===== GIVEN PASSAGE =====

Associated Press in Miami Herald

Here’s a portion of that story:

One interested observer was Chris Johnson, chief of water quality technical support for Alabama’s Department of Environmental Management. He said if EPA can set standards for Florida it could do it for other states.

“It’s certainly kind of precedent-setting,” Johnson said. “All states have their eyes on Florida.”

Aug 042011
 

U.S. District Judge Donald Molloy did not mince words in a ruling issued yesterday that upheld congressional authority to delist the gray wolf in the Northern Rocky Mountains.

Gray wolves (Photo courtesy FWS)

“If I were not constrained by what I believe is binding precedent from the Ninth Circuit, and on-point precedent from other circuits,  I would hold Section 1713 is unconstitutional because it violates the Separation of Powers doctrine,” Molloy said in his order. The rider had invalidated his own decision that found the Fish and Wildlife Service’s partial delisting of the Northern Rocky Mountain DPS to be unlawful.

He called the rider “a tearing away, an undermining, and a disrespect for the fundamental idea of the rule of law.”

Those quotes come from a Center for Biological Diversity press release issued late yesterday after Molloy issued his verdict.

Here’s another: The rider “sacrifices the spirit of the ESA to appease a vocal political faction, but the wisdom of that choice is not now before this Court.”

===== ENTRIES SHOWN =====

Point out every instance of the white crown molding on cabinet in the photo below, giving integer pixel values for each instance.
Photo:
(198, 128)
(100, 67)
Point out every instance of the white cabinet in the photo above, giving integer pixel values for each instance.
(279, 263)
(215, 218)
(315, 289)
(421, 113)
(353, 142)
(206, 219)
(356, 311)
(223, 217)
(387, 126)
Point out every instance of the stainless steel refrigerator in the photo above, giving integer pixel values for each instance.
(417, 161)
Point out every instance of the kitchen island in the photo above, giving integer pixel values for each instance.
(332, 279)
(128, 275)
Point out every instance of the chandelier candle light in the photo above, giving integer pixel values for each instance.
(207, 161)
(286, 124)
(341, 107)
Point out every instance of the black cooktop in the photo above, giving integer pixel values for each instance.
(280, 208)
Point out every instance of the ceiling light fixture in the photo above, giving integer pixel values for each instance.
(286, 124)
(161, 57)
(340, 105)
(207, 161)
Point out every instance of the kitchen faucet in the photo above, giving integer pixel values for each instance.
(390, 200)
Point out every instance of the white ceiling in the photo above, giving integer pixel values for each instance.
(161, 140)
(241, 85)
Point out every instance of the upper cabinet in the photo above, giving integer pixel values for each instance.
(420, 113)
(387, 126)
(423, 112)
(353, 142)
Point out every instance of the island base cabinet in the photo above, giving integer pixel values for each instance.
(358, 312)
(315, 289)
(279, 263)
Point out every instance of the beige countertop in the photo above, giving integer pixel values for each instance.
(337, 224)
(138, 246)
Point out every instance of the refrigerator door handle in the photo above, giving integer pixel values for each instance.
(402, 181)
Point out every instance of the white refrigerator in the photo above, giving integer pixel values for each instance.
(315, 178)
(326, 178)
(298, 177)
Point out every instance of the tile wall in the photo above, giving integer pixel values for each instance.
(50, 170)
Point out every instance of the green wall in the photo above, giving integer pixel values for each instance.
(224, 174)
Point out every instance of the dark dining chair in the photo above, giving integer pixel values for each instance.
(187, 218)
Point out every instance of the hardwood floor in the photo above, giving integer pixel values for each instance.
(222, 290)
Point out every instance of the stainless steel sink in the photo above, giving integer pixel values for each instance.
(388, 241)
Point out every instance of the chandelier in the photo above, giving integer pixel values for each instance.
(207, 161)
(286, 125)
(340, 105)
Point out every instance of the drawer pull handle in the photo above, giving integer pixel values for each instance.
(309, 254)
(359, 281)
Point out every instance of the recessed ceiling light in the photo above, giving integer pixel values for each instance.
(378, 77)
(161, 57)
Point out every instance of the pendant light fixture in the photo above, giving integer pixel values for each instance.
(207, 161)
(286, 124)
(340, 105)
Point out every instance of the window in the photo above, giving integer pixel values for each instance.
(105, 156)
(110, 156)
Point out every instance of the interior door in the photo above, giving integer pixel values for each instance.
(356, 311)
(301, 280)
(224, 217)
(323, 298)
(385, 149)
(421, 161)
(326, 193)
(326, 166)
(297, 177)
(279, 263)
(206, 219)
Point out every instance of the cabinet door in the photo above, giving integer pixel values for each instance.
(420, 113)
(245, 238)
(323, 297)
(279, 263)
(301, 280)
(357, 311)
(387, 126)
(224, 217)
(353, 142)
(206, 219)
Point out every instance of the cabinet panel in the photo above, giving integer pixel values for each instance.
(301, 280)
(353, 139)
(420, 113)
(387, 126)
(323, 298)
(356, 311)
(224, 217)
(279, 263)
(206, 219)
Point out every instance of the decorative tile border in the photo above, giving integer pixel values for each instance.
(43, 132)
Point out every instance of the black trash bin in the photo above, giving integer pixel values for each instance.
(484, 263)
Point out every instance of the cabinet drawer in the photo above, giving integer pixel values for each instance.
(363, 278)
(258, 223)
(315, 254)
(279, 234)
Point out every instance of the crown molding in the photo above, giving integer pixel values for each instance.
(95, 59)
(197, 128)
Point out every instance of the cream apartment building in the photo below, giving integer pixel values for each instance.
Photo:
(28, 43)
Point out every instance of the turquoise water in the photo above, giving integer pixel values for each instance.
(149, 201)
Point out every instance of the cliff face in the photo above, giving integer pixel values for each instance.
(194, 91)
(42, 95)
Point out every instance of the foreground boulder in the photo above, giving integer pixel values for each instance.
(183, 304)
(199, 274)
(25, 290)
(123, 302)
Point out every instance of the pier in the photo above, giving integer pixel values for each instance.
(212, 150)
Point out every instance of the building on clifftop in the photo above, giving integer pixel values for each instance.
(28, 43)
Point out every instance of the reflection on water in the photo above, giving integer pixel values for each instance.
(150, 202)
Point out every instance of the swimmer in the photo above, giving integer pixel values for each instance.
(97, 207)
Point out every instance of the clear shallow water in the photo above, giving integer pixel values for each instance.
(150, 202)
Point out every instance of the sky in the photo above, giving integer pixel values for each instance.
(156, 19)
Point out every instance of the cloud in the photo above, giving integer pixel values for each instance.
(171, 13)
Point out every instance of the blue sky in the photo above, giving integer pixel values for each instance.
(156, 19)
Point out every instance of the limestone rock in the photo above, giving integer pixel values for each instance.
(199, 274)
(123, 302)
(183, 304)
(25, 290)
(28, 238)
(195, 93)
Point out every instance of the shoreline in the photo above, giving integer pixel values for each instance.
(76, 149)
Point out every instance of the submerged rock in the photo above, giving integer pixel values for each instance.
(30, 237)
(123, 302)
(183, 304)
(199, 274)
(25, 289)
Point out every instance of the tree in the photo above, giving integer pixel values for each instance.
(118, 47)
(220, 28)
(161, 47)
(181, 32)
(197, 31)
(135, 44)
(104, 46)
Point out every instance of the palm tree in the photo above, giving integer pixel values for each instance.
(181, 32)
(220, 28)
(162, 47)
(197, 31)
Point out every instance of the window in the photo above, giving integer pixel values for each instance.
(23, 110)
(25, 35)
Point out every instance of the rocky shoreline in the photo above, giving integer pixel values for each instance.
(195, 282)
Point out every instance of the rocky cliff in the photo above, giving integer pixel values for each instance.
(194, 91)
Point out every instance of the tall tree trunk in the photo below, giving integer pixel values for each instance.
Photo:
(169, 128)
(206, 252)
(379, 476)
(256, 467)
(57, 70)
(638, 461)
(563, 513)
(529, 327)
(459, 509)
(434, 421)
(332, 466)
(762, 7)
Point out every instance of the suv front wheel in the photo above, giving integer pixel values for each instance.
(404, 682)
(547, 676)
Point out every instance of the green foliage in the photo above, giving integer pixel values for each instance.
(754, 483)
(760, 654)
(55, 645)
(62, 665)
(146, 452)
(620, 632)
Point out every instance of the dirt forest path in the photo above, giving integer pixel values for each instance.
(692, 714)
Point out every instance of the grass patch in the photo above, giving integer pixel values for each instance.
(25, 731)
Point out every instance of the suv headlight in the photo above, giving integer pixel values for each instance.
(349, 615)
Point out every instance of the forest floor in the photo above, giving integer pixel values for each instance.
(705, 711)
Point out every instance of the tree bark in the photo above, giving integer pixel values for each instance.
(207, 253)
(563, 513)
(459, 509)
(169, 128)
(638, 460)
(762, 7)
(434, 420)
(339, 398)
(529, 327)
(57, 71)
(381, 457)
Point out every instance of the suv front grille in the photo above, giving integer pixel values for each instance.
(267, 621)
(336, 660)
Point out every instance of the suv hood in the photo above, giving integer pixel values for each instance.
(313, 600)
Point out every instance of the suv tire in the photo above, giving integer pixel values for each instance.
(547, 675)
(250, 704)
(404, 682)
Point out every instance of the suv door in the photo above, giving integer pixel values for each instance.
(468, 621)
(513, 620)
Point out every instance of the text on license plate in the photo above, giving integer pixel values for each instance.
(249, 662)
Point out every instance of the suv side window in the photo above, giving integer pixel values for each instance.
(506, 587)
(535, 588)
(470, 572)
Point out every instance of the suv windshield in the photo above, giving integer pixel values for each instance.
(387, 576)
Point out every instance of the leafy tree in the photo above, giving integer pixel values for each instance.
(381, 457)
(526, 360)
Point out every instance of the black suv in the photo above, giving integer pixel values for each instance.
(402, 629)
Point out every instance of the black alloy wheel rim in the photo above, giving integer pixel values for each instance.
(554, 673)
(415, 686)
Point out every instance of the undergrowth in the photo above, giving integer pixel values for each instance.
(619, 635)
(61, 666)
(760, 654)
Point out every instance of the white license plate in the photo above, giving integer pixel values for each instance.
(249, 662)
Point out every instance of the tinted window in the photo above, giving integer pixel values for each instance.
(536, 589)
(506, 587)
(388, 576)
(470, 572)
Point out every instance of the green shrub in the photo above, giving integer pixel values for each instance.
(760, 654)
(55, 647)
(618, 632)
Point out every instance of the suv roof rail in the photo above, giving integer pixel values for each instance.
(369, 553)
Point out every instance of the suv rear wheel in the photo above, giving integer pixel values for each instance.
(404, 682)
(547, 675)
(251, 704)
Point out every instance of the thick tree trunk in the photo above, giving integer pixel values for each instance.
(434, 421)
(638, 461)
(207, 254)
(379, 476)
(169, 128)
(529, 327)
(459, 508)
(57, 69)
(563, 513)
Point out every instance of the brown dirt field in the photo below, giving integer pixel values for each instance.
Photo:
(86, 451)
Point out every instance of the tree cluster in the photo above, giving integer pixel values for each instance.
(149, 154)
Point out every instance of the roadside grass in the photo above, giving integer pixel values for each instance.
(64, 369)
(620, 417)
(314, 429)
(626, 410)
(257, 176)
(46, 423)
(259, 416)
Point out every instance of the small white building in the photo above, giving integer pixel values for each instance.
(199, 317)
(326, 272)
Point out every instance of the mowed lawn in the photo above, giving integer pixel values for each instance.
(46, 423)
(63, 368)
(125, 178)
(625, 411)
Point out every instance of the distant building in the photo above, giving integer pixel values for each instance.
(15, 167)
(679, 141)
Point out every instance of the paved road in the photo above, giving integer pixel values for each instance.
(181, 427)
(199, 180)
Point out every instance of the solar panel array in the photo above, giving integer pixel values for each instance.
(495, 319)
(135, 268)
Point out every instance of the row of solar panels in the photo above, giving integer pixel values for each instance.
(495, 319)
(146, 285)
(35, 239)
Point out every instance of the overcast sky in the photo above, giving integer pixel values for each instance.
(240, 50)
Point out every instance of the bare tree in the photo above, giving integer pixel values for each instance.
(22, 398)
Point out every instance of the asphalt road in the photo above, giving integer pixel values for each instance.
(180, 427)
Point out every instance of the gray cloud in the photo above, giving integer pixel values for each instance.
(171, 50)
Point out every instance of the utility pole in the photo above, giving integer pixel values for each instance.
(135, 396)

=====

ASSIGNMENT:
Write the next part of the news piece on the gray wolf delisting ruling, picking up right after its final quote.

TASK ANSWER:
More excerpts on the way…

Links

Order from CBD page

Molloy issued a 35-page order the same day after his ruling on the constitutional issue. In it, he (1) found that Defenders of Wildlife, et al.’s ESA claims over the delisting were unripe, and (2) ruled against the plaintiffs on their NEPA claims (Defenders of Wildlife v. Hall, 08-14-M-DWM, D. Mont.)

Because of the congressional action allowing the delisting of wolves in Idaho and Montana, Molloy said “[t]he only remaining wolves who might potentially be affected by the challenged 2008 10(j) rule are in three or four packs located on Wyoming’s Wind River Indian Reservation.  Accordingly, the analysis of the Federal Defendants’ jurisdictional challenges must be confined to the effects of 2008 10(j) rule as applies to management of the wolf populations on the Wind River Indian Reservation.”

Missoulian coverage (by Rob Chaney). CBD Executive Director Kieran Suckling tells Chaney, “If you have to lose a court case, this is about the best possible way to do it. He lays out the pathway for environmentalists to appeal the decision to the Ninth Circuit and have it overturned.”

AP story, which modifies CBD’s headline slightly: “Judge reluctantly upholds law stripping Northern Rockies wolves of endangered species status,” instead of “Court reluctantly denies challenge to congressional rider that stripped wolves of protection ”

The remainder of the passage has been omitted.